Last updated: June 2026

The Fes medina is not like any other old city you’ve walked through. It has 9,400 alleyways. It covers 220 hectares. It holds a Guinness World Record as the largest car-free urban area in the world by population. And on day one, you will get lost - the question is whether you do it well or badly.

I’ve been to Fes three times over six trips to Morocco, and I’ve been well and truly lost each visit. The trick is not avoiding it. The trick is learning which kind of lost is fine (the productive, wandering sort) and which kind costs you two hours and ends at a carpet shop you never wanted to visit.

Here’s what actually helps.

The Scale of the Thing

Before you download any app or plan any route, understand what you’re walking into. Fes el-Bali - the old city - was founded in the 8th century and has been continuously inhabited ever since. The maze of lanes was built for pedestrians and pack animals, not navigation apps. Most alleyways measure between 1.5 and 3 metres wide. Many are covered overhead by wooden latticework that blocks GPS signals. Some are dead ends. Some look like dead ends but aren’t.

[Raw data]:
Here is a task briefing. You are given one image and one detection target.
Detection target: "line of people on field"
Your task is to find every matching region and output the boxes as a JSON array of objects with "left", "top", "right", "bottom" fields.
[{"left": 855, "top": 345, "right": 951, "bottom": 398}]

[Task instructions]:
According to the passage about the Fes medina, how many alleyways does the medina have?

[The response]:
9,400